**Extracto de origen**.
──────────────────────────────

Podemos seguir hablando de sedaciones. Lo cierto es que estamos
decidiendo acerca de las maneras socialmente admisibles de morir.
Por: José Ramón Cossío Díaz
(ministro de la Suprema Corte de Justicia de México)
El martes pasado, la Asamblea Nacional francesa aprobó la
ley que confiere a todas las personas el derecho a finalizar su vida digna y
tranquilamente. Los legisladores fueron cuidadosos en no señalar que se estaba
ante una solución eutanásica activa, en tanto el derecho conferido no implica
la entrega de un fármaco para terminar directamente con la vida de quien lo
ingiere; tampoco, aclaran, si se está ante una solución de tipo pasivo, al no
abrirse la posibilidad de suprimir la totalidad de los apoyos que a una persona
le permiten mantenerse viva. Lo que se quiso aprobar, dicen, es algo distinto.
La legislación francesa autoriza a que las personas mayores
de edad que padezcan una enfermedad incurable en fase terminal causante de
sufrimiento psíquico o físico insoportable, puedan exigir que se les aplique
una sedación profunda y continuada. Así mismo, se determinó que en tal caso y
si así lo desean, deberá retirárseles la alimentación y la hidratación
artificiales. Lo que, finalmente resulta es, dicho con alguna crudeza, que la
persona solicitante tiene el derecho a exigir que se le sede tanto como sea
necesario para fallecer. Es verdad que de manera directa no se está haciendo lo
necesario para que la persona muera, pero es claro que tal resultado se producirá
en condiciones y tiempo predecibles .
Más allá de lo legislado en Francia, en muchos otros países
existen soluciones que aunque tampoco se dirigen directamente a producir la
muerte del enfermo, claramente aceptan esa consecuencia como efecto de un hacer
autorizado y, en ocasiones, obligado. Por ejemplo, en diversas legislaciones se
prevé bajo el enunciado general de “cuidados paliativos”, que a los enfermos
terminales se les administren sustancias para aliviar su dolor, a sabiendas de
que con ello se les esté acortando la vida.

──────────────────────────────

**Datos proporcionados**.
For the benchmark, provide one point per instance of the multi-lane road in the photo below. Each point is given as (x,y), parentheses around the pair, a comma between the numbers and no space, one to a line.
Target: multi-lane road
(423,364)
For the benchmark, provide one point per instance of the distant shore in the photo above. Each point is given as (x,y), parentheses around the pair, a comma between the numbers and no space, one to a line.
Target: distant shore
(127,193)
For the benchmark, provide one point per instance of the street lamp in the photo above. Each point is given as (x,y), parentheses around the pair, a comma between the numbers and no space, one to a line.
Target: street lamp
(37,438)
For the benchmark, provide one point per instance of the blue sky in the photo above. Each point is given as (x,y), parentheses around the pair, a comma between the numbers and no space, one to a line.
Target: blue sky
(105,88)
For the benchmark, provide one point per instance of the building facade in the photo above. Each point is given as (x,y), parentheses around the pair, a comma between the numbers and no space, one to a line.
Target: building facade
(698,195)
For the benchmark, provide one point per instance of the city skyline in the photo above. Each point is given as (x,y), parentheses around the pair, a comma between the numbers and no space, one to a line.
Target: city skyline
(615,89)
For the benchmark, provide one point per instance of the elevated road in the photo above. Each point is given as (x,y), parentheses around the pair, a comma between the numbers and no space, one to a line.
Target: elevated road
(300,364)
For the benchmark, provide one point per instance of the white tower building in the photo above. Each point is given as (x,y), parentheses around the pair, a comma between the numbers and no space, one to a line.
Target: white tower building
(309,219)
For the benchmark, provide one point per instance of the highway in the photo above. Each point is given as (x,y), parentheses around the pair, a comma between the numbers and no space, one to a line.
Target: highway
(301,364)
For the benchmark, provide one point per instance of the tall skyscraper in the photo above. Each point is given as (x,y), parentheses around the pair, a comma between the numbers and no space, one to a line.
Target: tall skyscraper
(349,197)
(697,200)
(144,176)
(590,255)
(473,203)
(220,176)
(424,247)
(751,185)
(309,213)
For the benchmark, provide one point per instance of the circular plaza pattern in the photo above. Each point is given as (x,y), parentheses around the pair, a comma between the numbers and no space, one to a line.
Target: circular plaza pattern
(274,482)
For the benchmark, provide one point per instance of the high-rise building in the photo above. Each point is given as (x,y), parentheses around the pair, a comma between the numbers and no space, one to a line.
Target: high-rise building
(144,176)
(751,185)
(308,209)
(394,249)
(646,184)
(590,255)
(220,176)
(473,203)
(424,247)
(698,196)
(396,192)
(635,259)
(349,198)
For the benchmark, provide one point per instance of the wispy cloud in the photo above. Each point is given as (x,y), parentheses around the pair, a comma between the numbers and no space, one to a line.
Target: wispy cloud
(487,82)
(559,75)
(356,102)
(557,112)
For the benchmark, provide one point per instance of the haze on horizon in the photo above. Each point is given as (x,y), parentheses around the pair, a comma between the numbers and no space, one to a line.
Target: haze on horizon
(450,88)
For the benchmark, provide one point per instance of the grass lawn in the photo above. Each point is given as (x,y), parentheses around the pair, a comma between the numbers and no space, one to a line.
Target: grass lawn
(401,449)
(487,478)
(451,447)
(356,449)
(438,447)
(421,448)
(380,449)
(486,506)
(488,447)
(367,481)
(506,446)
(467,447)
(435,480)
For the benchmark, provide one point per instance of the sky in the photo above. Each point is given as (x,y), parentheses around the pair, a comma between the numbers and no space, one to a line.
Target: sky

──────────────────────────────

**Trabajo requerido**.
1. En el texto sobre la ley francesa de sedación, ¿qué se les deberá retirar a las personas que así lo deseen, además de aplicarles la sedación profunda y continuada?
2. Prosigue el texto sobre la ley francesa de sedación a partir de su última oración.
Las filas provienen de una fuente distinta.

**Resultados por tarea**.
1. La alimentación y la hidratación artificiales.

2.
Entiendo que no es lo mismo darle a alguien un medicamento
para que muera, dárselo para que lo haga después de cierto periodo de
inconsciencia, o suministrar una droga lo suficientemente poderosa para aliviar
el dolor a sabiendas de que la vida habrá de reducirse. Sin embargo, queda
claro que todas esas acciones tocan el antiquísimo y fundamental problema de
cómo permitirle morir a quien ha perdido el deseo de vivir o, al menos, hacerlo
ha dejado de ser prioritario. Tal vez porque finalmente se trata de ello, de
morir, los dilemas éticos y religiosos hacen que el asunto todo sea tratado
eufemísticamente. Con un lenguaje que, al mismo tiempo, muestra y oculta, que
evoca, pero no termina por presentar crudamente todo aquello que está en juego.
Los lenguajes eutanásicos o paliativos al uso, tratan de configurar nuevos
fenómenos y soluciones, pero siempre sometiéndolos a los lenguajes de lo ya
conocido y aceptado.
La importancia de la decisión francesa o de la reciente
sentencia canadiense (Carter v. Canadá) tan completamente comentada el viernes
pasado en este diario por el profesor Rey, es que nos invitan a enfrentar una
vez más tan viejo problema a partir de dos buenos marcos jurídicos. Al volver a
hablar de las maneras en que los seres humanos podemos optar por morir como
parte de un proyecto integral de vida digna. Podemos seguir hablando de
sedaciones, medicaciones o efectos colaterales. Lo cierto es que, finalmente,
estamos decidiendo acerca de las maneras socialmente admisibles de terminar con
la vida ahí donde ella haya dejado de ser aceptable.